● BRIEF: Please write out the complete listing that follows, exactly as it reads.

Start of INFORMATION GIVEN

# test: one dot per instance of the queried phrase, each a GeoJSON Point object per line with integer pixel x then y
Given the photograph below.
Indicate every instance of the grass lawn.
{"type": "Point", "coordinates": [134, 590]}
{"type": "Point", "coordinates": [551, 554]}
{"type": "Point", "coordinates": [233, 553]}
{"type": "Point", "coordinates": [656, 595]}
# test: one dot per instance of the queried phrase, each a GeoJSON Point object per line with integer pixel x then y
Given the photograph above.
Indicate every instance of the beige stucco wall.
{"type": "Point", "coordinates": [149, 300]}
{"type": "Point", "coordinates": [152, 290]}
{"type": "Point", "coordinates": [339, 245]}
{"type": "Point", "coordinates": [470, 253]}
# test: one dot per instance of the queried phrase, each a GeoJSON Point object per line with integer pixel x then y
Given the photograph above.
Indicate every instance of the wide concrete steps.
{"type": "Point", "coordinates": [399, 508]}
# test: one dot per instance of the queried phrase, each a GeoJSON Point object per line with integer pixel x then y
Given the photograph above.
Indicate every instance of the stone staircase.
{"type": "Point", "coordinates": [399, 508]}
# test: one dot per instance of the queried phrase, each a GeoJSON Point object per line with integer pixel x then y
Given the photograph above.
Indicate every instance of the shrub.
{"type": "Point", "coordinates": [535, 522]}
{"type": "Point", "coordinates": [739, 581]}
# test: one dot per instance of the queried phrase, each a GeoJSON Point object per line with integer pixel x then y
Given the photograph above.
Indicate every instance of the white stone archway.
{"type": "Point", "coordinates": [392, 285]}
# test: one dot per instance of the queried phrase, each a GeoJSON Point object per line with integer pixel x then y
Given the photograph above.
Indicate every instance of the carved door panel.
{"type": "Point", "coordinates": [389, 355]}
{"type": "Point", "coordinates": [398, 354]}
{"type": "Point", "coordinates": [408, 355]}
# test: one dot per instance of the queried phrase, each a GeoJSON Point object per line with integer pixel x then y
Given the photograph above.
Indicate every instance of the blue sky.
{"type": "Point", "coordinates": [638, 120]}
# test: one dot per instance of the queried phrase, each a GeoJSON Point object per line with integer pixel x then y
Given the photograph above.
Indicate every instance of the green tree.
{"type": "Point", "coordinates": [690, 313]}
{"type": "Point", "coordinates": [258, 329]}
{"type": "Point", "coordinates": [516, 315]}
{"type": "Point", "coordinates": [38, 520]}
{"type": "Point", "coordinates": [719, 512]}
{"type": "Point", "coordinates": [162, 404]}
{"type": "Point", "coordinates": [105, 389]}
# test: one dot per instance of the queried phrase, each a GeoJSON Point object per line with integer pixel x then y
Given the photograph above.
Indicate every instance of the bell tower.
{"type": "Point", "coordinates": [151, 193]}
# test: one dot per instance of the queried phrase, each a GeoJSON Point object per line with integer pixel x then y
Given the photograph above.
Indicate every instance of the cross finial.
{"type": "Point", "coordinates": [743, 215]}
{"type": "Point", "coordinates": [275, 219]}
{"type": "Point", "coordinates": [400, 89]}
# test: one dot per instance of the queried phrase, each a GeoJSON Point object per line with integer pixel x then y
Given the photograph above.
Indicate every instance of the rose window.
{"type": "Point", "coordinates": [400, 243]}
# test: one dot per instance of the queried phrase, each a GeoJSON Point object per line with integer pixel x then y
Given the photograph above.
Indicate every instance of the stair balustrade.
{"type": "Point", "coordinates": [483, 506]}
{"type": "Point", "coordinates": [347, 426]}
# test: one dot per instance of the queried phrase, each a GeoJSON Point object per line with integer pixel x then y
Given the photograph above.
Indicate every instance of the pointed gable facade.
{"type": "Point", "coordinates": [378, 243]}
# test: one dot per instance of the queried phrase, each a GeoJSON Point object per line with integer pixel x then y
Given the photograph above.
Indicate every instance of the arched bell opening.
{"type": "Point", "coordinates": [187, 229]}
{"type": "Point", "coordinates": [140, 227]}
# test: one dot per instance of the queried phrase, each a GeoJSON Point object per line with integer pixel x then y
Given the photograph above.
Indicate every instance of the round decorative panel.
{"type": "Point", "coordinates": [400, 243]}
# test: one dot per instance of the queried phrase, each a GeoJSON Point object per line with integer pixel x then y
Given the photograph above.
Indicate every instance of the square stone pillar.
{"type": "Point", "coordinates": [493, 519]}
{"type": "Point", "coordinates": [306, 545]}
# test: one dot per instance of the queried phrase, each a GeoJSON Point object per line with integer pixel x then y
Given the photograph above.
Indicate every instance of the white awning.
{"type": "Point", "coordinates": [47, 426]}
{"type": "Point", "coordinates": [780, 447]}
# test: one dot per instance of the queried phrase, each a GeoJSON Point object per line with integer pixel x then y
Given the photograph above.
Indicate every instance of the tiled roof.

End of INFORMATION GIVEN

● SOLUTION FOR THIS EXERCISE:
# test: one dot per instance of the queried phrase, each a GeoJSON Point object per line with integer pixel x then y
Given the photograph below.
Indicate every instance of the grass lawn.
{"type": "Point", "coordinates": [134, 590]}
{"type": "Point", "coordinates": [551, 554]}
{"type": "Point", "coordinates": [233, 553]}
{"type": "Point", "coordinates": [656, 595]}
# test: one dot per instance of the queried phrase, each a GeoJSON Point object per line with integer pixel x then y
Given the photograph above.
Indicate every instance of the beige stucco wall.
{"type": "Point", "coordinates": [149, 300]}
{"type": "Point", "coordinates": [152, 290]}
{"type": "Point", "coordinates": [339, 245]}
{"type": "Point", "coordinates": [470, 253]}
# test: one dot per instance of the queried phrase, each a GeoJSON Point object per line with integer pixel x then y
Given the photograph above.
Indicate every instance of the wide concrete steps.
{"type": "Point", "coordinates": [399, 508]}
# test: one dot per instance of the queried phrase, each a GeoJSON Point object per line with integer pixel x then y
Given the photograph above.
Indicate every instance of the stone staircase.
{"type": "Point", "coordinates": [399, 508]}
# test: one dot per instance of the queried phrase, each a GeoJSON Point object per line with integer pixel x then y
Given the photograph above.
Indicate every instance of the shrub.
{"type": "Point", "coordinates": [535, 522]}
{"type": "Point", "coordinates": [739, 581]}
# test: one dot per instance of the queried phrase, each a GeoJSON Point object per line with integer pixel x then y
Given the photograph above.
Indicate every instance of the white stone archway.
{"type": "Point", "coordinates": [392, 285]}
# test: one dot per instance of the queried phrase, each a GeoJSON Point object per line with integer pixel x then y
Given the photograph above.
Indicate every instance of the carved door panel.
{"type": "Point", "coordinates": [389, 355]}
{"type": "Point", "coordinates": [398, 354]}
{"type": "Point", "coordinates": [408, 355]}
# test: one dot per instance of the queried phrase, each a GeoJSON Point object per line with integer pixel x then y
Given the photograph above.
Indicate every instance of the blue sky.
{"type": "Point", "coordinates": [638, 120]}
# test: one dot per instance of the queried phrase, each a GeoJSON Point object per line with integer pixel x then y
Given the photograph above.
Indicate every instance of the green tree.
{"type": "Point", "coordinates": [690, 313]}
{"type": "Point", "coordinates": [258, 329]}
{"type": "Point", "coordinates": [516, 315]}
{"type": "Point", "coordinates": [38, 520]}
{"type": "Point", "coordinates": [719, 512]}
{"type": "Point", "coordinates": [162, 404]}
{"type": "Point", "coordinates": [105, 389]}
# test: one dot per instance of the queried phrase, each a GeoJSON Point object per line with integer pixel x then y
Given the photograph above.
Indicate every instance of the bell tower.
{"type": "Point", "coordinates": [151, 193]}
# test: one dot per instance of the queried phrase, each a GeoJSON Point object per line with integer pixel x then y
Given the photograph above.
Indicate every instance of the cross finial.
{"type": "Point", "coordinates": [743, 215]}
{"type": "Point", "coordinates": [275, 219]}
{"type": "Point", "coordinates": [400, 89]}
# test: one dot per instance of the queried phrase, each a GeoJSON Point object per line with integer pixel x then y
Given the photograph above.
Indicate every instance of the rose window.
{"type": "Point", "coordinates": [400, 243]}
# test: one dot per instance of the queried phrase, each a GeoJSON Point object per line with integer pixel x then y
Given the photograph above.
Indicate every instance of the stair balustrade.
{"type": "Point", "coordinates": [483, 506]}
{"type": "Point", "coordinates": [347, 426]}
# test: one dot per instance of the queried phrase, each a GeoJSON Point object per line with integer pixel x then y
Given the photograph above.
Indicate every instance of the pointed gable facade.
{"type": "Point", "coordinates": [378, 243]}
# test: one dot per instance of the queried phrase, each a GeoJSON Point object per line with integer pixel x then y
Given the photograph above.
Indicate every instance of the arched bell opening.
{"type": "Point", "coordinates": [187, 229]}
{"type": "Point", "coordinates": [140, 227]}
# test: one dot per instance of the queried phrase, each a GeoJSON Point object per line with integer pixel x then y
Given the photograph above.
Indicate every instance of the round decorative panel.
{"type": "Point", "coordinates": [400, 243]}
# test: one dot per instance of the queried phrase, each a GeoJSON Point object per line with integer pixel x then y
Given the photograph above.
Indicate every instance of the square stone pillar.
{"type": "Point", "coordinates": [493, 519]}
{"type": "Point", "coordinates": [306, 545]}
# test: one dot per instance of the queried phrase, each a GeoJSON Point object per line with integer pixel x then y
Given the photograph above.
Indicate every instance of the white awning.
{"type": "Point", "coordinates": [47, 426]}
{"type": "Point", "coordinates": [780, 447]}
# test: one dot per instance of the queried phrase, each a GeoJSON Point object per line with integer pixel x then y
Given the photograph above.
Indicate every instance of the tiled roof.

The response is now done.